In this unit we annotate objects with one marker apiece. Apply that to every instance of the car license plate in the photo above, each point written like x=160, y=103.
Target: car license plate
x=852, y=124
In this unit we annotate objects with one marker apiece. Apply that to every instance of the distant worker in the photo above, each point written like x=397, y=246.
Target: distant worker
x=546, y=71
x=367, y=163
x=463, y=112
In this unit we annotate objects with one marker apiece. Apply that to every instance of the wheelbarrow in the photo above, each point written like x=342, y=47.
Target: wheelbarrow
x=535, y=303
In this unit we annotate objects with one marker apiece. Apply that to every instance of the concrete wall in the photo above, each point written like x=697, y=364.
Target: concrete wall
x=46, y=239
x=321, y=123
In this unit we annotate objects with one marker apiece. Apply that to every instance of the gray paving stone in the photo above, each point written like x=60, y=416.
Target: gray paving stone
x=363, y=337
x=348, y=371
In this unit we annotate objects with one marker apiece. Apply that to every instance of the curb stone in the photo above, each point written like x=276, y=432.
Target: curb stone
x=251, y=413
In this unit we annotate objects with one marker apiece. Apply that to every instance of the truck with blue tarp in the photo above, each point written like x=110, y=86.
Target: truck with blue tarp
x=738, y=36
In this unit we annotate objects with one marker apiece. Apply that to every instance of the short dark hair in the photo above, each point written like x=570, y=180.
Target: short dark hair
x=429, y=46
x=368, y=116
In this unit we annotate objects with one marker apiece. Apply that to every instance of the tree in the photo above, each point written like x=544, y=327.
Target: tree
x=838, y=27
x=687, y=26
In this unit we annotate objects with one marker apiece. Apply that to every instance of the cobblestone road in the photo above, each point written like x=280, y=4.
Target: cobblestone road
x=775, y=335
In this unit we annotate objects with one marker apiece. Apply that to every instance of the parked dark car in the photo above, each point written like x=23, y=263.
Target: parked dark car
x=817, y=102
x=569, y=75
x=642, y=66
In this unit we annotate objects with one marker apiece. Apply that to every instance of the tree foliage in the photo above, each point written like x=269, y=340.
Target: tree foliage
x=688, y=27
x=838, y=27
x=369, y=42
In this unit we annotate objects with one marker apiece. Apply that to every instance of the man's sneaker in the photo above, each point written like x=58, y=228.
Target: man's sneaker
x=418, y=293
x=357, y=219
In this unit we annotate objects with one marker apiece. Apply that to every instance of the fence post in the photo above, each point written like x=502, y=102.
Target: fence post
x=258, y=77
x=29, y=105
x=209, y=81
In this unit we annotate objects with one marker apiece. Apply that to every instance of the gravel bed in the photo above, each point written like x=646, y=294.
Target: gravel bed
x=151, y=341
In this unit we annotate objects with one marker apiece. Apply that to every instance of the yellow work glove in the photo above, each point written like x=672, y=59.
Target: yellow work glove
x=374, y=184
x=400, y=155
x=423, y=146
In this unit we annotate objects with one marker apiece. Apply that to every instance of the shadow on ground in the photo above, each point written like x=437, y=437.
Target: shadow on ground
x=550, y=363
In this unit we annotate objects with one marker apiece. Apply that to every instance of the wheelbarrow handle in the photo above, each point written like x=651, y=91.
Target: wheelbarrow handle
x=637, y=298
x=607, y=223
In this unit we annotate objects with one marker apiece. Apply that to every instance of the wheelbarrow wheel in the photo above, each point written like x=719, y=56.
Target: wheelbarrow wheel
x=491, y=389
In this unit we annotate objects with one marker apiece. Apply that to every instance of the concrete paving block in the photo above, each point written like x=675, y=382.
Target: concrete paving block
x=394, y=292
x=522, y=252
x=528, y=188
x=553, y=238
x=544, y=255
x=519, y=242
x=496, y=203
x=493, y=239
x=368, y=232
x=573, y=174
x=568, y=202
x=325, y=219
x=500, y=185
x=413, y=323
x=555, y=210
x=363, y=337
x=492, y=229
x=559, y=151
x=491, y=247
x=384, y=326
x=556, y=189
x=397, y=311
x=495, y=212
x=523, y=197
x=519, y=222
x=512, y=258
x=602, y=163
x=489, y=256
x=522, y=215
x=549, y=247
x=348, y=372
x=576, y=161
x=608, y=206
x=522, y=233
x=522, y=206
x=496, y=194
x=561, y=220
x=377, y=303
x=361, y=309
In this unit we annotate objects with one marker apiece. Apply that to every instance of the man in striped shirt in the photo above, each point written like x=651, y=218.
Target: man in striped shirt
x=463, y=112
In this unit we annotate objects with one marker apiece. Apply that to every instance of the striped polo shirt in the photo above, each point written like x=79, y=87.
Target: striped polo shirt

════

Your objective: Can you update the records above so that every "marker" becomes "pin", with nothing else changed?

Response for this exercise:
In this unit we annotate objects with one pin apiece. Apply that to every instance of the car license plate in the photo above, each point written like x=160, y=103.
Target: car license plate
x=852, y=124
In this unit we annotate objects with one pin apiece. Apply that to every instance of the distant worker in the photo above, each point written like x=397, y=246.
Target: distant worker
x=546, y=71
x=367, y=163
x=463, y=112
In this unit we annotate objects with one pin apiece. Apply that to every instance of the wheelbarrow in the photo above, each point written like x=342, y=47.
Target: wheelbarrow
x=535, y=303
In this unit we annotate objects with one pin apiece. Apply that to every instance of the concrete wall in the photo above, each point written like x=697, y=364.
Target: concrete wall
x=46, y=239
x=321, y=123
In this unit we annotate objects with one pin apiece. Apply that to every instance of the gray paving stone in the photo above, each point written like x=60, y=416.
Target: gray paving stone
x=363, y=337
x=348, y=371
In this unit we annotate objects with one pin apiece. Apply that to every instance of the curb stone in the photo above, each point written like x=276, y=432.
Target: curb stone
x=251, y=413
In this unit we annotate objects with one pin apiece. Apply that to every instance of the truck with blue tarp in the photo above, each point written like x=110, y=86.
Target: truck with blue tarp
x=738, y=36
In this unit we annotate objects with one pin apiece. Apply that to every instance of the short dark hair in the photo above, each point written like x=570, y=180.
Target: short dark hair
x=429, y=46
x=368, y=116
In this unit we annotate objects with one pin apiece. Apply that to every instance of the tree in the photo above, each point written like x=544, y=327.
Target: tree
x=838, y=27
x=687, y=26
In this unit we annotate objects with one pin apiece. Apply that to every instance of the cobblestone road in the photo above, each point written like x=280, y=4.
Target: cobblestone road
x=775, y=335
In this unit we annotate objects with one pin apiece. Apply that to every instance of the parked dark car in the photo above, each point written like x=23, y=263.
Target: parked dark car
x=817, y=102
x=569, y=75
x=642, y=66
In this unit we annotate objects with one pin apiece. Apply that to every instance of the tree foliage in the photo above, each point written like x=269, y=340.
Target: tree foliage
x=688, y=27
x=838, y=27
x=369, y=42
In this unit we annotate objects with one pin apiece. Apply that to every instance of the man's sneaker in the photo above, each point written like x=58, y=228.
Target: man's sneaker
x=418, y=293
x=357, y=219
In this unit we annotate objects with one pin apiece. Apply that to every instance of the fence post in the photo above, each point written like x=502, y=102.
Target: fence post
x=258, y=77
x=29, y=105
x=209, y=81
In this unit we annotate objects with one pin apiece. Apply that to every instance of the gravel bed in the photo above, each point written like x=646, y=294.
Target: gravel bed
x=151, y=341
In this unit we annotate objects with one pin apiece. Apply that to every instance of the yellow work glove in the photo above, each point written like x=672, y=59.
Target: yellow work glove
x=374, y=184
x=400, y=155
x=423, y=146
In this unit we annotate objects with one pin apiece. Apply that to every instance of the shadow on ground in the photo above, each point written like x=437, y=437.
Target: shadow on ground
x=550, y=363
In this unit we annotate objects with one pin apiece. Apply that to every instance of the wheelbarrow handle in the photo above, each point written like x=651, y=91.
Target: wheelbarrow handle
x=637, y=298
x=607, y=223
In this unit we annotate objects with one pin apiece. Apply that to every instance of the wheelbarrow wheel in the photo above, each point written like x=719, y=56.
Target: wheelbarrow wheel
x=491, y=389
In this unit we annotate objects with one pin apiece. Apply that to every instance of the concrete paving block in the photo above, each point written like x=675, y=382.
Target: concrete paving block
x=394, y=292
x=522, y=252
x=528, y=188
x=553, y=238
x=544, y=255
x=519, y=242
x=496, y=203
x=493, y=239
x=368, y=232
x=573, y=174
x=568, y=202
x=325, y=219
x=500, y=185
x=413, y=323
x=555, y=210
x=363, y=337
x=492, y=229
x=559, y=151
x=491, y=247
x=384, y=326
x=556, y=189
x=397, y=311
x=495, y=212
x=523, y=197
x=519, y=222
x=512, y=258
x=602, y=163
x=489, y=256
x=522, y=215
x=549, y=247
x=348, y=372
x=576, y=161
x=608, y=206
x=522, y=233
x=522, y=206
x=496, y=194
x=561, y=220
x=377, y=303
x=361, y=309
In this unit we annotate objects with one pin apiece. Apply that to every instance of the man in striped shirt in the photo above, each point written like x=651, y=218.
Target: man in striped shirt
x=463, y=112
In this unit we annotate objects with one pin apiece. Apply that to every instance of the striped polo shirt in the photo above, each point written like x=79, y=87.
Target: striped polo shirt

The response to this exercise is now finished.